§ Exercise data:
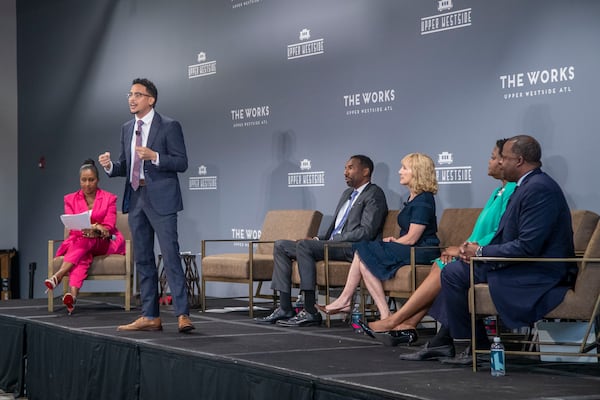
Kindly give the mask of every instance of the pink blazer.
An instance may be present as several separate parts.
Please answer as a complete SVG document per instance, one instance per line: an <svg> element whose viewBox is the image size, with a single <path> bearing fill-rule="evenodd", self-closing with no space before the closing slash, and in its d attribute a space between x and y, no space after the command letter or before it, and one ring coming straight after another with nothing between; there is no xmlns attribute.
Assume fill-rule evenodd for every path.
<svg viewBox="0 0 600 400"><path fill-rule="evenodd" d="M88 210L87 203L85 201L85 195L81 190L75 193L69 193L64 198L65 202L65 214L79 214ZM114 239L110 240L108 251L106 254L125 254L125 239L121 232L117 230L117 196L98 189L96 192L96 200L94 201L94 207L92 208L91 215L92 224L101 224L106 226L110 234L113 235ZM69 237L62 242L58 250L56 251L57 256L64 255L69 247L83 237L81 231L72 230L69 232ZM101 240L101 239L96 239Z"/></svg>

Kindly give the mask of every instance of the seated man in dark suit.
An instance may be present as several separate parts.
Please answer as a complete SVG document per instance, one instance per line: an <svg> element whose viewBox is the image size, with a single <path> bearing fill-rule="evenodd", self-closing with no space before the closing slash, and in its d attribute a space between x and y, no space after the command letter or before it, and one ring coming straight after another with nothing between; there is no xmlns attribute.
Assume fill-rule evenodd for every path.
<svg viewBox="0 0 600 400"><path fill-rule="evenodd" d="M454 339L471 337L468 308L471 257L573 257L571 213L559 185L541 171L542 151L531 136L509 139L502 150L504 178L517 182L498 231L487 246L464 243L461 259L442 271L442 291L430 314L442 323L425 347L404 360L442 359L444 363L469 365L471 349L455 356ZM558 306L574 282L570 263L479 263L475 282L487 282L494 305L508 328L520 328L541 319ZM483 324L478 321L477 348L489 347Z"/></svg>
<svg viewBox="0 0 600 400"><path fill-rule="evenodd" d="M348 189L335 210L325 235L307 240L278 240L273 257L275 266L271 288L280 293L280 306L268 317L256 322L284 326L319 325L321 314L315 308L316 262L324 259L325 243L358 242L374 240L381 235L388 208L381 188L371 183L373 161L367 156L350 157L344 169ZM352 261L353 252L348 247L330 247L329 259ZM292 261L298 261L300 290L304 292L304 310L295 315L292 310Z"/></svg>

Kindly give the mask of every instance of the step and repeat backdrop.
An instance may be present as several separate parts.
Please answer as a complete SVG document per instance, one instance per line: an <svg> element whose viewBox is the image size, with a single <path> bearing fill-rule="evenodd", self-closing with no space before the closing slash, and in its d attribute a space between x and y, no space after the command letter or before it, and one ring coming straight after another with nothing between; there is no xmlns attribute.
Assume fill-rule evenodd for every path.
<svg viewBox="0 0 600 400"><path fill-rule="evenodd" d="M83 160L118 156L136 77L183 125L183 251L257 239L271 209L318 209L325 227L353 154L373 159L390 208L410 152L436 163L438 216L482 207L494 143L519 133L572 208L600 212L600 2L30 0L17 14L19 250L22 269L42 266L37 295L62 197ZM123 179L100 185L121 198Z"/></svg>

§ About this task: Every line of the material above that has the string "mask" needs pulling out.

§ Result below:
Kindly give the mask of every instance of the pink blazer.
Kindly give the mask of every instance of the seated man in dark suit.
Kindly give the mask of every instance of the step and repeat backdrop.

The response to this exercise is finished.